▸ **Problem statement**
State how many lines in the listing below contain the string "target". Give only the number.

BEGIN

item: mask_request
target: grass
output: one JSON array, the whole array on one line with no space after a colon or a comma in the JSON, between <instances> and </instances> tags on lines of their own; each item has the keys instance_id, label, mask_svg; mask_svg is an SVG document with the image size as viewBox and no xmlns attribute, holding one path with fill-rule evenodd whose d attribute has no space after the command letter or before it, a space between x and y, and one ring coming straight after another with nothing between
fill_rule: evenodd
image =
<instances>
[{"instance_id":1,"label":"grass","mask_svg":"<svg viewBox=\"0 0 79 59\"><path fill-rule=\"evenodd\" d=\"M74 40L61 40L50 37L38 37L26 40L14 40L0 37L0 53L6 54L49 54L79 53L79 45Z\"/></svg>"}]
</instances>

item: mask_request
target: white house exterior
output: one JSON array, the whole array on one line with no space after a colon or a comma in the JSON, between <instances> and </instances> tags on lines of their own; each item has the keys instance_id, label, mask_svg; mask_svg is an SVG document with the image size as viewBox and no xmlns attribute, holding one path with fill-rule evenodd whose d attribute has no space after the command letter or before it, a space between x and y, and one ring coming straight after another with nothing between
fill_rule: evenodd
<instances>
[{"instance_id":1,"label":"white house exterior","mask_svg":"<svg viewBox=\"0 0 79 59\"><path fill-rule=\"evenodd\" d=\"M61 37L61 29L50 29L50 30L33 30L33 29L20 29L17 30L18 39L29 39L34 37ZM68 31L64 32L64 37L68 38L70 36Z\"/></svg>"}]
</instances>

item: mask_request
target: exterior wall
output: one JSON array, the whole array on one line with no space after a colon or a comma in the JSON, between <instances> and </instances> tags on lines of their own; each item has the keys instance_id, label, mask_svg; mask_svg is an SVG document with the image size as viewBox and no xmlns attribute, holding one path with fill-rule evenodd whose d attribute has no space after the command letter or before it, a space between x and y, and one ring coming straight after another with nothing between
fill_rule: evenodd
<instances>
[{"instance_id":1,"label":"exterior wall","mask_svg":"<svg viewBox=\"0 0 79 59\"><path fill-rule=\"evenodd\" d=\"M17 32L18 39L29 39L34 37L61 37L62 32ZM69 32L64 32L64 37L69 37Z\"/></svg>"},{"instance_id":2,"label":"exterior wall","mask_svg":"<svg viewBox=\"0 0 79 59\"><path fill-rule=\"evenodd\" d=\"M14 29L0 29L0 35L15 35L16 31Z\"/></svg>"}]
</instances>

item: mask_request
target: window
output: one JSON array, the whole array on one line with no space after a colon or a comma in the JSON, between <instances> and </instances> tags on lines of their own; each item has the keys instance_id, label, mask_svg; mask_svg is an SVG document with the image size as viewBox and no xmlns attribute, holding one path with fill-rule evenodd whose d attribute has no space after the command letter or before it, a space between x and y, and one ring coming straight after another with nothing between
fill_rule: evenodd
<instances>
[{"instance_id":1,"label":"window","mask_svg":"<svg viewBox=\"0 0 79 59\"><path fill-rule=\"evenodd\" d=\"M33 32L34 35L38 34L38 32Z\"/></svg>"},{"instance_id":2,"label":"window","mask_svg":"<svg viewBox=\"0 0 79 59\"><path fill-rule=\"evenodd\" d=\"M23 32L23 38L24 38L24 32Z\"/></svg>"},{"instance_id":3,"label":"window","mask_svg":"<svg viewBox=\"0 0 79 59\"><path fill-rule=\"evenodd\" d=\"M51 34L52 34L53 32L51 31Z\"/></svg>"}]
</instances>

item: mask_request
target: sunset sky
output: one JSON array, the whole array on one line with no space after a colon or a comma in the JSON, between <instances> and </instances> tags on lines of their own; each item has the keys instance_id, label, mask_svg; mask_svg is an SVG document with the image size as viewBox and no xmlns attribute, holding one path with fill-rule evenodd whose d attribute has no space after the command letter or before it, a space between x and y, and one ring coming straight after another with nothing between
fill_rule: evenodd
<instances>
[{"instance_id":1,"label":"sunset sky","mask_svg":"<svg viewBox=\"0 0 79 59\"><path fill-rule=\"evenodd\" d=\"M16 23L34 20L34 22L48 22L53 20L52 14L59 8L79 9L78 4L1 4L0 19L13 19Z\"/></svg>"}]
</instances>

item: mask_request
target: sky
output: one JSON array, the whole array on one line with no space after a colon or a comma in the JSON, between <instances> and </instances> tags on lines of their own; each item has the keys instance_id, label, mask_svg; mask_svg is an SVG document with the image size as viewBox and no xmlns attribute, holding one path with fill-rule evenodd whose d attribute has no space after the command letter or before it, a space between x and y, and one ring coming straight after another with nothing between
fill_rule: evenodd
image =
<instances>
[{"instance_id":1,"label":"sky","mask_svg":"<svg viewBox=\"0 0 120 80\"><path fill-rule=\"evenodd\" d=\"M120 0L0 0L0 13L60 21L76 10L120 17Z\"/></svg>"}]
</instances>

END
BEGIN

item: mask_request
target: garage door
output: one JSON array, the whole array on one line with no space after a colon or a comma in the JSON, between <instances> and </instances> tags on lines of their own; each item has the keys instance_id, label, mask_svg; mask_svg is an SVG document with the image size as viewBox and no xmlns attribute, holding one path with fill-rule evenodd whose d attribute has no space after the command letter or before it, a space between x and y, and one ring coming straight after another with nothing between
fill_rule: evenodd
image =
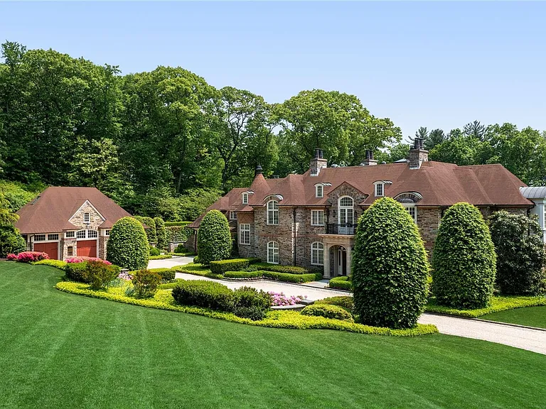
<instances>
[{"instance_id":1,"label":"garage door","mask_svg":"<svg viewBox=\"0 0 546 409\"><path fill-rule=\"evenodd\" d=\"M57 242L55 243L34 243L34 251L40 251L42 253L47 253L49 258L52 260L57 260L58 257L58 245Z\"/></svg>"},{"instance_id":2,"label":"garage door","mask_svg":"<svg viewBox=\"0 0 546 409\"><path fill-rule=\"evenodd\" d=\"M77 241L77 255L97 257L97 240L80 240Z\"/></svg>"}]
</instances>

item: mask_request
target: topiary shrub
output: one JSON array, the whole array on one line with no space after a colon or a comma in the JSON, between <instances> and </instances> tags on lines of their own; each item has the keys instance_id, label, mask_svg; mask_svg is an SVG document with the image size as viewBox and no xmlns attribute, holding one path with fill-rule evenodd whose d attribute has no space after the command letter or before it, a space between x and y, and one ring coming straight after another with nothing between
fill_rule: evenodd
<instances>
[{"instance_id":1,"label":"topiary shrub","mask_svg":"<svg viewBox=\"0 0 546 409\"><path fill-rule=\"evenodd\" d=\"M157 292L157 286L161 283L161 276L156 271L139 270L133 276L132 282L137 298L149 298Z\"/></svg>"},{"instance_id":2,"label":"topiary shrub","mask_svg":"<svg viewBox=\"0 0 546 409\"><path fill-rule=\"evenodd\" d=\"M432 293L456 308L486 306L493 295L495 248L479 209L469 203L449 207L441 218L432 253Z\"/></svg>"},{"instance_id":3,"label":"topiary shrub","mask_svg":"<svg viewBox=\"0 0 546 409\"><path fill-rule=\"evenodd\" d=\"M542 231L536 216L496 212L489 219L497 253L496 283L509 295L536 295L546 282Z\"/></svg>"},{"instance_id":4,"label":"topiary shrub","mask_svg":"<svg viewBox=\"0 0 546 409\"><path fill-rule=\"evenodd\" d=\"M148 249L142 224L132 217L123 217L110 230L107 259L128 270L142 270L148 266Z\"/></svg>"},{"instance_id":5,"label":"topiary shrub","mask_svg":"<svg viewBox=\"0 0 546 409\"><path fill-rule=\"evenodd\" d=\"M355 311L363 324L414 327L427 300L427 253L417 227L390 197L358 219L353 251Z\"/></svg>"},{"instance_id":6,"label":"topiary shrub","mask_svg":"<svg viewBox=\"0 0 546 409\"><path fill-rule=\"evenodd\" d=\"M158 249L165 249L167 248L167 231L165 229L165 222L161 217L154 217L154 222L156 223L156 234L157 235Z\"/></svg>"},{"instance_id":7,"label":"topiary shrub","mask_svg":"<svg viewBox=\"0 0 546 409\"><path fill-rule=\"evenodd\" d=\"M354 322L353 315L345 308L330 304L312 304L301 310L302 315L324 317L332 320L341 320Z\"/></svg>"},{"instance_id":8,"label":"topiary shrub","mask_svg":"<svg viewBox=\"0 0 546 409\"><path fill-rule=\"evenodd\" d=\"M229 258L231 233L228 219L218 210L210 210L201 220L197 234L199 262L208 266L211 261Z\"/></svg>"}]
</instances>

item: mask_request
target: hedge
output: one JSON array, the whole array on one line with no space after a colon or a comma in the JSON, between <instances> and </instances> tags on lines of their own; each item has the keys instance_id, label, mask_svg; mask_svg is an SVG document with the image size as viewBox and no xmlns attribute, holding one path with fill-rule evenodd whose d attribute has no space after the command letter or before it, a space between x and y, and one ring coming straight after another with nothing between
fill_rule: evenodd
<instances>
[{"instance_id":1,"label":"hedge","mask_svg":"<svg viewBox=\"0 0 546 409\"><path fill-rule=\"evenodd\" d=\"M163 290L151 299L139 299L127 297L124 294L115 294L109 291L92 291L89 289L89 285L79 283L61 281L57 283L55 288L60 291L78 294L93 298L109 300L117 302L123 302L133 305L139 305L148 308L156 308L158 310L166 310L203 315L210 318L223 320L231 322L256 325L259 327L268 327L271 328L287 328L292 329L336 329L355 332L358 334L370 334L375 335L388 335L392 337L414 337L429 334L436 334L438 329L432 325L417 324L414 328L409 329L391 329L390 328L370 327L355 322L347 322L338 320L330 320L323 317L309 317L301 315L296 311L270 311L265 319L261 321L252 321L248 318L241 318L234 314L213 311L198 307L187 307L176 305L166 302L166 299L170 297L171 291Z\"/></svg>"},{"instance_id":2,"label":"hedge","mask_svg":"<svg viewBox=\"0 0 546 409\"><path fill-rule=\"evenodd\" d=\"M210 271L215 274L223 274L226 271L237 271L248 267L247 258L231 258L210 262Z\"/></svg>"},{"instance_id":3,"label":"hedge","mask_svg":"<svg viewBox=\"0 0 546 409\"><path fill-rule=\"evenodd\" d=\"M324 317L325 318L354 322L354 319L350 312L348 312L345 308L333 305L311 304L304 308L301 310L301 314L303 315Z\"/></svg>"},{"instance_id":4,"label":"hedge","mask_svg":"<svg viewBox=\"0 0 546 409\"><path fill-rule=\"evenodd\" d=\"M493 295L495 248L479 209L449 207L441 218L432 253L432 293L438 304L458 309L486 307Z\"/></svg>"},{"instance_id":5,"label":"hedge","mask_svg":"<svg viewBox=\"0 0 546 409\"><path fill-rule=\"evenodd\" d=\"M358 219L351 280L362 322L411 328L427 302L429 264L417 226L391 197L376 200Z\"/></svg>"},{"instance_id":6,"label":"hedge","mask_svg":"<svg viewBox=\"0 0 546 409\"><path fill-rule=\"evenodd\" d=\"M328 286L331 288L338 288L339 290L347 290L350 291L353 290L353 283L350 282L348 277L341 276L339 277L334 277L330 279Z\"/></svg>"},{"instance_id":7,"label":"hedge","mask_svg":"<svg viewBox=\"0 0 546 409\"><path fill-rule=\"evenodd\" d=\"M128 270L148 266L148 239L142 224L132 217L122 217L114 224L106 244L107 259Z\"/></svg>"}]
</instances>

END

▸ **Response for this exercise**
9